PROVIDED MATERIAL:

_ _ _ _

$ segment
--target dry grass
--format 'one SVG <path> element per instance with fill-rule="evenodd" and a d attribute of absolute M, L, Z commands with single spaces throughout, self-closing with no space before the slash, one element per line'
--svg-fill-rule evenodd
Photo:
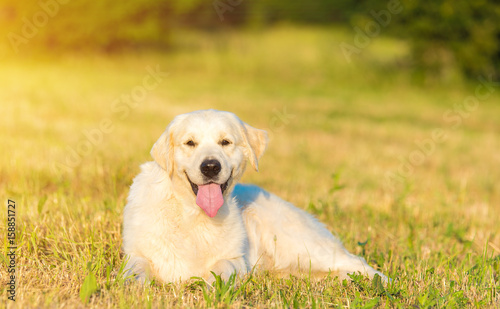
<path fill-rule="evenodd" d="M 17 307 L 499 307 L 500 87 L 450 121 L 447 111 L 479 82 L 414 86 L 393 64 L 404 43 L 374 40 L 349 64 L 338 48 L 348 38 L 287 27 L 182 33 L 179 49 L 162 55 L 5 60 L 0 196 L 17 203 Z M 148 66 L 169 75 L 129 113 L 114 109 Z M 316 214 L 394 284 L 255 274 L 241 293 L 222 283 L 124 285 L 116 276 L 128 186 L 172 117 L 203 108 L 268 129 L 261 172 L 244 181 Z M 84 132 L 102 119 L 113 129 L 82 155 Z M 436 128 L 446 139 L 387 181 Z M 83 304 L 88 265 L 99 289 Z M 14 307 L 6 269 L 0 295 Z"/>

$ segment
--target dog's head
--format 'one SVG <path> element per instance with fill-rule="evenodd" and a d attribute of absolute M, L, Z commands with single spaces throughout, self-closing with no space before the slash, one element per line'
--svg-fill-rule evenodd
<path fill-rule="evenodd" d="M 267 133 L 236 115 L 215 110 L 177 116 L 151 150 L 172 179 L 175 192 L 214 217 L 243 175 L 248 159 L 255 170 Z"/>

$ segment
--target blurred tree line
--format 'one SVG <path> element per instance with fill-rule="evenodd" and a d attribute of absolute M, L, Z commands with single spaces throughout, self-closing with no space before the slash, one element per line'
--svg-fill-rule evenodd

_ _ _ _

EXERCISE GOAL: Print the data above exactly, minus pictures.

EXERCISE RESPONSE:
$ segment
--target dry grass
--format 'one SVG <path> element per instance with fill-rule="evenodd" and a d attribute of absolute M, L, Z commands with single spaces throughout, self-closing with no space before the slash, one element per line'
--svg-fill-rule evenodd
Photo:
<path fill-rule="evenodd" d="M 17 307 L 499 307 L 500 87 L 450 121 L 447 111 L 479 82 L 414 86 L 393 64 L 404 43 L 374 40 L 349 64 L 338 48 L 348 38 L 287 27 L 182 33 L 179 49 L 162 55 L 5 60 L 0 196 L 17 203 Z M 148 66 L 169 75 L 129 113 L 114 109 Z M 316 214 L 394 284 L 255 274 L 241 293 L 222 283 L 124 285 L 116 276 L 128 186 L 172 117 L 203 108 L 268 129 L 261 172 L 244 181 Z M 84 132 L 102 119 L 113 129 L 82 155 Z M 436 128 L 446 139 L 387 181 Z M 83 304 L 88 265 L 99 289 Z M 14 307 L 6 269 L 0 295 Z"/>

$ segment
--target dog's head
--format 'one SVG <path> element per instance with fill-rule="evenodd" and a d attribute of absolute M, L, Z commands with single spaces throughout, self-closing with no space before the slash, one element per line'
--svg-fill-rule evenodd
<path fill-rule="evenodd" d="M 267 133 L 236 115 L 215 110 L 177 116 L 151 150 L 172 179 L 175 192 L 214 217 L 243 175 L 248 159 L 255 170 Z"/>

$ segment
--target blurred tree line
--format 'one SVG <path> element per instance with fill-rule="evenodd" and a d attribute of absolute M, L, Z commands with single spaces throughout, self-closing with no space before the slash, one element per line'
--svg-fill-rule evenodd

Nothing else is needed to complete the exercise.